# Set exercise 1
Answer these questions about the commit diff:
(a) How many changed files does the commit show?
(b) In the new version, what value is USE_KMEANS set to?
(c) Which line replaces "import glob"?
# Set exercise 2
Write the next lines of the kmeans clustering commit diff, picking up after its final line of code.

Add abstraction with kmeans clustering

Gongsta · Jun 22, 2024 · 88f5500 · 88f5500
1 parent bfa1207
commit 88f5500
Show file tree

Hide file tree

Showing 4 changed files with 122 additions and 137 deletions.
diff --git a/src/abstraction.py b/src/abstraction.py
@@ -29,25 +29,59 @@
 import time
 import numpy as np
 import os
-import glob
+from utils import get_filenames
 import joblib
 from joblib import Parallel, delayed
 from tqdm import tqdm
 from fast_evaluator import phEvaluatorSetup
 import argparse
 from sklearn.cluster import KMeans
 
-USE_KMEANS = False  # use kmeans if you want to cluster by equity distribution (more refined, but less accurate)
+USE_KMEANS = True  # use kmeans if you want to cluster by equity distribution (more refined, but less accurate)
 NUM_FLOP_CLUSTERS = 10
 NUM_TURN_CLUSTERS = 10
 NUM_RIVER_CLUSTERS = 10
 
+NUM_BINS = 10
+
+
+def load_kmeans_classifiers():
+    global kmeans_flop, kmeans_turn
+    raw_dataset_filenames = sorted(get_filenames(f"../data/clusters/flop"))

Records from a point labeling set
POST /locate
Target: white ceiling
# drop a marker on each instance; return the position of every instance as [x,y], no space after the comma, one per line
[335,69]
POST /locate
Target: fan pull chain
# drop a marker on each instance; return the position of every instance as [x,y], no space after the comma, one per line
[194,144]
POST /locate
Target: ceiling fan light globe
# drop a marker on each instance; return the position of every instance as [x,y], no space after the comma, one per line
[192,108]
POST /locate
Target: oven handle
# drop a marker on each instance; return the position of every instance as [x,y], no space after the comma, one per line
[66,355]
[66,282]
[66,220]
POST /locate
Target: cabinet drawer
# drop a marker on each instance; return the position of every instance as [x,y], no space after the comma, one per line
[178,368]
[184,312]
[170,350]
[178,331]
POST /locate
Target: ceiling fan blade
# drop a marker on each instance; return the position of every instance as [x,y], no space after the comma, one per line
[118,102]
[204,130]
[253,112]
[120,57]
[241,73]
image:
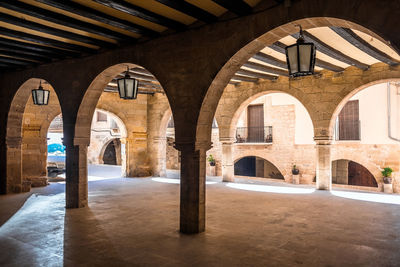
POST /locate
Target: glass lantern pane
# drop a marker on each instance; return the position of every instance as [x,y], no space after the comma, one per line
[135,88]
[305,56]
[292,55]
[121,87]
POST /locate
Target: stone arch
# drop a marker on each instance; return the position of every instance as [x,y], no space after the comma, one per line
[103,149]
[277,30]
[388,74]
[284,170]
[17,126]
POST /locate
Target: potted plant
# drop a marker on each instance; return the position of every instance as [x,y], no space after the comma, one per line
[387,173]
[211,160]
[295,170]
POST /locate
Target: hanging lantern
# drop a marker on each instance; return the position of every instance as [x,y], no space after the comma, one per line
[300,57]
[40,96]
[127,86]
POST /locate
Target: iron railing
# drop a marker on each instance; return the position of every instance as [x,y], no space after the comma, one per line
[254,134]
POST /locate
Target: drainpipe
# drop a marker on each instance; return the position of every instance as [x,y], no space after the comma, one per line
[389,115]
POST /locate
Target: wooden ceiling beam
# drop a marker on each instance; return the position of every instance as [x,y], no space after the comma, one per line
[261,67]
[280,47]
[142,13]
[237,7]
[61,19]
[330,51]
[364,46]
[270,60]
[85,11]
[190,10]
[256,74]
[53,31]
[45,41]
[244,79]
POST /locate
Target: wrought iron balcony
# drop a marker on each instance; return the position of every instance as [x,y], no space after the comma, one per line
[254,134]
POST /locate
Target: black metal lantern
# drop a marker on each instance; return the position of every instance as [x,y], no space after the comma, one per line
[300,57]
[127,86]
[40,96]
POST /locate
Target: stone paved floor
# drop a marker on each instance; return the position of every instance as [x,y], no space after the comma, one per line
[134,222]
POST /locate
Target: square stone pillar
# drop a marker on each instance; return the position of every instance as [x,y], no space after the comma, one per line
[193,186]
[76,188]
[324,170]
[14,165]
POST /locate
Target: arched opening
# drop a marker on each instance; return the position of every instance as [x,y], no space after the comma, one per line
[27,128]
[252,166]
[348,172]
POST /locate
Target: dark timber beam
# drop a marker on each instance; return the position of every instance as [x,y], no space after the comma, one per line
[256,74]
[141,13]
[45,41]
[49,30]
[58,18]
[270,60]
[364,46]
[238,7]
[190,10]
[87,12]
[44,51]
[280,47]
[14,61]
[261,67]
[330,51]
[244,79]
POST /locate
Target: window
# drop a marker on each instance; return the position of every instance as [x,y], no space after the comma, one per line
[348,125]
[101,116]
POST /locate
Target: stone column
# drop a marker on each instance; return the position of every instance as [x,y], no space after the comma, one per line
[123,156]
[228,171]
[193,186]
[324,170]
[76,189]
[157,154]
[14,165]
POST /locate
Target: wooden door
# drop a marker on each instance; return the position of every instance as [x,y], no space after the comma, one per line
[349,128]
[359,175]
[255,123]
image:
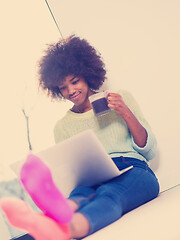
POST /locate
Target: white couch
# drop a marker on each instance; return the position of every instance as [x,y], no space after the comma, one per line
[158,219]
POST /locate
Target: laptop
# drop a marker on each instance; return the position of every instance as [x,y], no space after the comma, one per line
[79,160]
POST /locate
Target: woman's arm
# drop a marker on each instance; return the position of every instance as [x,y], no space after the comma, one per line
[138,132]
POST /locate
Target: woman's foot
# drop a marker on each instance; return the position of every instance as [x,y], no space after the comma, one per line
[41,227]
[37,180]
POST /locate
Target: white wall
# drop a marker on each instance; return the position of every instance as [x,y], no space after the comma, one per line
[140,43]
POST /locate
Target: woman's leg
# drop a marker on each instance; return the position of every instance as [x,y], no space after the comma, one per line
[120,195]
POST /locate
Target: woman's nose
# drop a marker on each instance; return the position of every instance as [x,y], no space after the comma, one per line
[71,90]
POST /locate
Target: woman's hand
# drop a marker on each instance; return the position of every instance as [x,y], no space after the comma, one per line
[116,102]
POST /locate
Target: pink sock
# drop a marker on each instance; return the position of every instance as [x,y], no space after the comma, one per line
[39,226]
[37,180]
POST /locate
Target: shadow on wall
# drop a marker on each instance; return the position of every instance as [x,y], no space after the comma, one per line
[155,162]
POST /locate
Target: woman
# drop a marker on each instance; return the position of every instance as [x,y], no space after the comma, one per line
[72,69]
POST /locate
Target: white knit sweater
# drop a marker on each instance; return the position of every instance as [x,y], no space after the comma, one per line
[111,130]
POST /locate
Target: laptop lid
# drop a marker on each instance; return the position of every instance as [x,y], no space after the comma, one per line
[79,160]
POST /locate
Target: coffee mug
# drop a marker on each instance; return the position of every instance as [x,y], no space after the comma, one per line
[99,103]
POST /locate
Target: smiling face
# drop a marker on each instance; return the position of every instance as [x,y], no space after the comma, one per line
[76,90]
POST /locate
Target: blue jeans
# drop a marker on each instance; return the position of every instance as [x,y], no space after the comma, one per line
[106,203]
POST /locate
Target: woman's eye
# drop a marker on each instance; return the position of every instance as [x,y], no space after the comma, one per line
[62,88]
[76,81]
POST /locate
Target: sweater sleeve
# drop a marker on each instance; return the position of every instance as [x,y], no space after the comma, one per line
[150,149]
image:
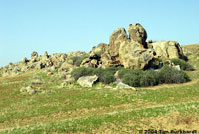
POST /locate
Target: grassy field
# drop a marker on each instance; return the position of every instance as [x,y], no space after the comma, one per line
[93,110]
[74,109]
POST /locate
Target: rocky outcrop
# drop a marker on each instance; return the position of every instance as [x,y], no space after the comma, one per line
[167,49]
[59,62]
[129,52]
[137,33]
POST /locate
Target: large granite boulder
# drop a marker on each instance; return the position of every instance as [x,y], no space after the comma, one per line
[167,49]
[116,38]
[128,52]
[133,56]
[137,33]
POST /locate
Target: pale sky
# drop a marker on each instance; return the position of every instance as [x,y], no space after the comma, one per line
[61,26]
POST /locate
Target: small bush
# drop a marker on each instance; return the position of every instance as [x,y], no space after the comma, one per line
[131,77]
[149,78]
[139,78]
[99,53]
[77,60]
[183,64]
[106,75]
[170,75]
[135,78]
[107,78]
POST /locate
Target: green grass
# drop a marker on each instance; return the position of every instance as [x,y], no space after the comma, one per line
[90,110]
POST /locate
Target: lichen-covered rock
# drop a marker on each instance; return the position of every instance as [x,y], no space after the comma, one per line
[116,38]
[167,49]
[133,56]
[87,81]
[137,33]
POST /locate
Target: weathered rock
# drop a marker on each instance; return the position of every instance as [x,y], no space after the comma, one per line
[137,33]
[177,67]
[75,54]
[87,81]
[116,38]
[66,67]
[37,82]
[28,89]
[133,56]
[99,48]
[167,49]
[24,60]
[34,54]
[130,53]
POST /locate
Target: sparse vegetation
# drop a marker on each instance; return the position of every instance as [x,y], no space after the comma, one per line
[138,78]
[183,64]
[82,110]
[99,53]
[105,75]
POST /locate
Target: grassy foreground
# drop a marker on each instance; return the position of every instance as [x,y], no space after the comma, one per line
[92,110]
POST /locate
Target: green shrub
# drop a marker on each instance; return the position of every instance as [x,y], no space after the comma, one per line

# Written response 1
(a) 4
(b) True
(c) from utils import get_filenames

# Written response 2
+    filename = raw_dataset_filenames[-1]  # Take the most recently generated dataset
+    print("Loading KMeans Flop Classifier", filename)
+
+    centroids = joblib.load(f"../data/clusters/flop/{filename}")
+    kmeans_flop = KMeans(NUM_FLOP_CLUSTERS)
+    kmeans_flop.cluster_centers_ = centroids
+    kmeans_flop._n_threads = -1
+
+    raw_dataset_filenames = sorted(get_filenames(f"../data/clusters/turn"))
+    filename = raw_dataset_filenames[-1]  # Take the most recently generated dataset
+    print("Loading KMeans Turn Classifier", filename)
+
+    centroids = joblib.load(f"../data/clusters/turn/{filename}")
+    kmeans_turn = KMeans(NUM_TURN_CLUSTERS)
+    kmeans_turn.cluster_centers_ = centroids
+    kmeans_turn._n_threads = -1
+
+    assert len(kmeans_flop.cluster_centers_) == NUM_FLOP_CLUSTERS
+    assert len(kmeans_turn.cluster_centers_) == NUM_TURN_CLUSTERS
+
+    return kmeans_flop, kmeans_turn
+
+
 if USE_KMEANS:
     # See `notebook/abstraction_exploration.ipynb` for some exploration of how many clusters to use
     NUM_FLOP_CLUSTERS = 50
     NUM_TURN_CLUSTERS = 50
-    NUM_RIVER_CLUSTERS = 10  # For river, you can just compute equity
-    load_kmeans_classifiers()
+    # For river, you can just compute equity, no need for equity distribution
+    NUM_RIVER_CLUSTERS = 10
+    try:
+        load_kmeans_classifiers()
+    except:
+        print("Couldn't load KMeans Classifiers. Generating new ones.")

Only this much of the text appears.